(Natural-language object grounding data)
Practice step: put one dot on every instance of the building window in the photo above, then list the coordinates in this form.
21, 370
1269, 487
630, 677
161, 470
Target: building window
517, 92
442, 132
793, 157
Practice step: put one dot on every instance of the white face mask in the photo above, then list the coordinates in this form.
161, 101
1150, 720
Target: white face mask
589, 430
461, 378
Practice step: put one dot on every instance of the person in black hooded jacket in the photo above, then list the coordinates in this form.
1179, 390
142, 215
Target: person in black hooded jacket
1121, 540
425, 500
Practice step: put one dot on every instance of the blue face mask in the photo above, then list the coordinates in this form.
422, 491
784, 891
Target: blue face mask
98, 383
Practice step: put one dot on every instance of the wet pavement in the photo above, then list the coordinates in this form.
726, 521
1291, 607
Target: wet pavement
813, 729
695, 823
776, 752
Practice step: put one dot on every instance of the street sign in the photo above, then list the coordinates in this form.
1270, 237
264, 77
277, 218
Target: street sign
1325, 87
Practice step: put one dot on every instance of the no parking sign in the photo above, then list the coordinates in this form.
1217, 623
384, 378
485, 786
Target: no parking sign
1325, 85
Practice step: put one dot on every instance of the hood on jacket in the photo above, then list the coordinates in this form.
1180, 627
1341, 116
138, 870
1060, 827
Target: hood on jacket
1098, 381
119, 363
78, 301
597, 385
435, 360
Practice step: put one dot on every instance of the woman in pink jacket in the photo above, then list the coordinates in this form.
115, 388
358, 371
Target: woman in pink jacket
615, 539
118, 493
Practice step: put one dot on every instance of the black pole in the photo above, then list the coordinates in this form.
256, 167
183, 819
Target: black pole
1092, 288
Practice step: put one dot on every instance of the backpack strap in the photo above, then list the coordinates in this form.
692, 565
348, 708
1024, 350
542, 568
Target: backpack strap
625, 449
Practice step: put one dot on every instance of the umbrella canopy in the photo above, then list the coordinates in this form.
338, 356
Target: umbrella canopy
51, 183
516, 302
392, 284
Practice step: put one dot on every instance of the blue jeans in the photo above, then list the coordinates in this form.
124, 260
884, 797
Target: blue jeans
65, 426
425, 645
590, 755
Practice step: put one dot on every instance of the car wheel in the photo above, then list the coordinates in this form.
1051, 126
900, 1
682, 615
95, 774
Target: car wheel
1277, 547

REQUIRED ACTION - With nothing added or dropped, write out every entry.

OUTPUT FOR THIS EXERCISE -
Practice step: put one dot on every instance of the building window in the photo above, then list the coordinates in this form.
21, 370
1269, 487
630, 677
161, 470
Target: building window
517, 92
442, 132
793, 157
Practice step: put one dot on every instance of the white face mask in the photo above, then list the coordinates in this form.
161, 101
1150, 720
Target: white face mask
589, 430
461, 378
Practice step: put one dot on every instance of the person in black hooded jacket in the photo above, then list the coordinates in this form.
1179, 390
142, 215
Target: person in black hooded jacket
1121, 540
425, 500
Practice step: put one dot on every instance of the blue face mask in the photo above, then list the coordinates in this form.
422, 491
784, 891
Target: blue face mask
98, 383
Practice step: put one dot on every instance of the wet pavement in the photo above, then list the coordinates in this form.
726, 521
1291, 607
Target: wet pavement
813, 729
695, 823
776, 752
Practice step: put one dot on every instance of the street sign in the photo above, then list the coordinates in this form.
1270, 237
264, 77
277, 218
Target: street sign
1325, 87
Practice step: put one dot on every instance of the no parking sign in the photo above, then list the coordinates in this form.
1217, 623
384, 378
485, 786
Target: no parking sign
1325, 85
Practice step: put one dot on every instance of the hood on jacket in the photo above, then list the coordinates in this form.
1180, 627
1341, 116
138, 870
1060, 827
Target: hood on jacket
1098, 381
119, 363
78, 301
597, 385
435, 360
Practice step: put one dot on every instance of the woman in pink jacket in the photo above, then list the coordinates in this form.
115, 388
358, 371
Target: woman in pink jacket
615, 539
118, 493
Practice step: put one dot on every instance of the black pole in the photo above, then list the coordinates in this form.
256, 167
183, 819
Target: black pole
1092, 288
Practice step: put one dot on every instance of the backpack strap in the photo above, then list the coordinates in this form.
692, 565
348, 708
1024, 350
542, 568
Target: backpack strap
625, 449
Practice step: put one dot on every instance of the umbrella canopy in the photo above, then list the coordinates in this form.
338, 356
Target: umbrella canopy
51, 183
516, 302
392, 284
Practice step: put one dot on every instance of the blue jeans in the photo above, then list the coordinates in this form.
124, 260
884, 797
Target: blue jeans
65, 426
425, 645
590, 755
Practice step: put one dot on every instance of the car wheel in the photo above, then list the coordinates in this form.
1051, 126
900, 1
682, 615
95, 774
Target: car wheel
1277, 547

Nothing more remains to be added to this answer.